To buy, or not to buy


With more and more businesses deciding to take the plunge and buying their working premises, Nick Terry explores the reasoning for making such a large investment

In these hugely difficult times for businesses, many companies are looking to secure their income, lower cost bases and cut expenditure back where possible, in order to be well positioned to make the most of the economic upturn as and when it does occur.

One of the biggest costs that many companies face, alongside that of their staff, is the cost of their business premises.  As such, it may seem strange to be writing an article recommending ownership of a property rather than leasing, however read on and you may be surprised that the case for a purchase can actually be more compelling then first thought.

Be the boss

For a starter, if a company owns their premises then they do not have to deal with landlords. Ask any businessman who has dealt with office management side of things in the past and they are bound to have stories of the time that a landlord demanded they do this, resolved that; or perhaps they’ll prefer to tell you about the astronomical service charges they usually faced.

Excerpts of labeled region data
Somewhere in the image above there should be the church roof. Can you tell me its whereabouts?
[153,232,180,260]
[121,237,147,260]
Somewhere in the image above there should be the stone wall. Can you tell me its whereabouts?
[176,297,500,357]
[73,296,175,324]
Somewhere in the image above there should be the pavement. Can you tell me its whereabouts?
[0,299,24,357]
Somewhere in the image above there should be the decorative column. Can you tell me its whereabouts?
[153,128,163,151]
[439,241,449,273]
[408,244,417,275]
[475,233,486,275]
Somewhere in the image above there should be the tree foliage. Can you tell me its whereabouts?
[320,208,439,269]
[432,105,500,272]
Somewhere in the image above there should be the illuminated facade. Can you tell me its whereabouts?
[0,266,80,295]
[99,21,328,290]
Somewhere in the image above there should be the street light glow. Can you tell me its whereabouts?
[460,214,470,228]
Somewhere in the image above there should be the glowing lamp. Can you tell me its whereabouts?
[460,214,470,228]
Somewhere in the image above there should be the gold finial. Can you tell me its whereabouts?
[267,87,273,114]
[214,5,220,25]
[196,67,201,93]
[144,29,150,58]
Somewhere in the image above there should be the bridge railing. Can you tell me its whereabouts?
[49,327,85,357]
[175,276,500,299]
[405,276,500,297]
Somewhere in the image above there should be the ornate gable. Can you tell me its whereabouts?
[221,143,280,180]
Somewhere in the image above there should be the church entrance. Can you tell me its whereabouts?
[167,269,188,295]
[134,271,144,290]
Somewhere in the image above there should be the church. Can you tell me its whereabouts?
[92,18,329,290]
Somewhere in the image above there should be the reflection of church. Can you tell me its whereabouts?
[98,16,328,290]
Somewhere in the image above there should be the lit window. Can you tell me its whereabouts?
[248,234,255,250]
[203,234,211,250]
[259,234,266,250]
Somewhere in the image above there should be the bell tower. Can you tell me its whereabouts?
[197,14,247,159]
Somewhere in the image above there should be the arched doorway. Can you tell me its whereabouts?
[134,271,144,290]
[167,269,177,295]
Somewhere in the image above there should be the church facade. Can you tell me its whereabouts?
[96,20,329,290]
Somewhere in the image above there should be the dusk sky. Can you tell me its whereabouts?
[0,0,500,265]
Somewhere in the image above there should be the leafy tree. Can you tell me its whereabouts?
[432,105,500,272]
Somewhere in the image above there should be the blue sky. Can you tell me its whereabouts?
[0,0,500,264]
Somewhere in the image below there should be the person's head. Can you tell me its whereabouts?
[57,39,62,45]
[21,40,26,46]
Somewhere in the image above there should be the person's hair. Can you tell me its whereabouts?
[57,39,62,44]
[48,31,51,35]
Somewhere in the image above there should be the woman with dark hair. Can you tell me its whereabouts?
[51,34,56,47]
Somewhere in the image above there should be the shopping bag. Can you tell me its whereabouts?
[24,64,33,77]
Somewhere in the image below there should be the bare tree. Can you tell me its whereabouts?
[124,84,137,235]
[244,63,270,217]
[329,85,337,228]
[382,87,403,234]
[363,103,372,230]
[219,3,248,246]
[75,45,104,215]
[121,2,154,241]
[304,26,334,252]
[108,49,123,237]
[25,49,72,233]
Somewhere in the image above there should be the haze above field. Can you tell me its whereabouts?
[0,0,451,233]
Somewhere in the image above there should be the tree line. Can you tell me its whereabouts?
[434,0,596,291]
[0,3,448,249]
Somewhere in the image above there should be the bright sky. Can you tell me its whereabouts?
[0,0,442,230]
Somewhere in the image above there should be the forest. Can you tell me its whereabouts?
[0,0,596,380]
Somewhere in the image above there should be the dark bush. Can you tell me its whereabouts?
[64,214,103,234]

* [Challenges]:
1. From the article on buying business premises, return the stretch from "To buy, or not" through "it does occur.".
2. Carry the article on buying business premises forward from its last sentence.

* [Answers for the exercise]:
1.
To buy, or not to buy


With more and more businesses deciding to take the plunge and buying their working premises, Nick Terry explores the reasoning for making such a large investment

In these hugely difficult times for businesses, many companies are looking to secure their income, lower cost bases and cut expenditure back where possible, in order to be well positioned to make the most of the economic upturn as and when it does occur.

2.
Clearly when a company owns the property they control the budgets, they prioritise the maintenance and ultimately it is they who can decide to put off the external repaint until business picks up rather than having no control over such decisions.

It’s not just money which can be saved on service charges though, with the recent changes to the International Financial Reporting Standards (IFRS) both operating and finance leases now need to show on the balance sheet in the same way.  The upshot is that where the majority of future rental payments which were contracted under a property’s lease did not previously appear on the balance sheet, they will now.

This change will, on paper, dramatically increase many company’s stated liabilities.  In reality many credit checking companies claim that they have been treating them this way for some time, but it will show quite a marked difference between those companies who can show their property as an asset (albeit potentially with an amount of mortgage debt) and those which have committed to long-term leases.

Advancing assets

There are a plethora of other accounting advantages to owning the premises in which you work, many companies are able to offset interest payments on the mortgage against their profits and in some cases they may also be able to offset various improvement works.

Furthermore, paying money against a mortgage is adding to the company’s assets, whereas paying money on rent is ultimately taking away from the company.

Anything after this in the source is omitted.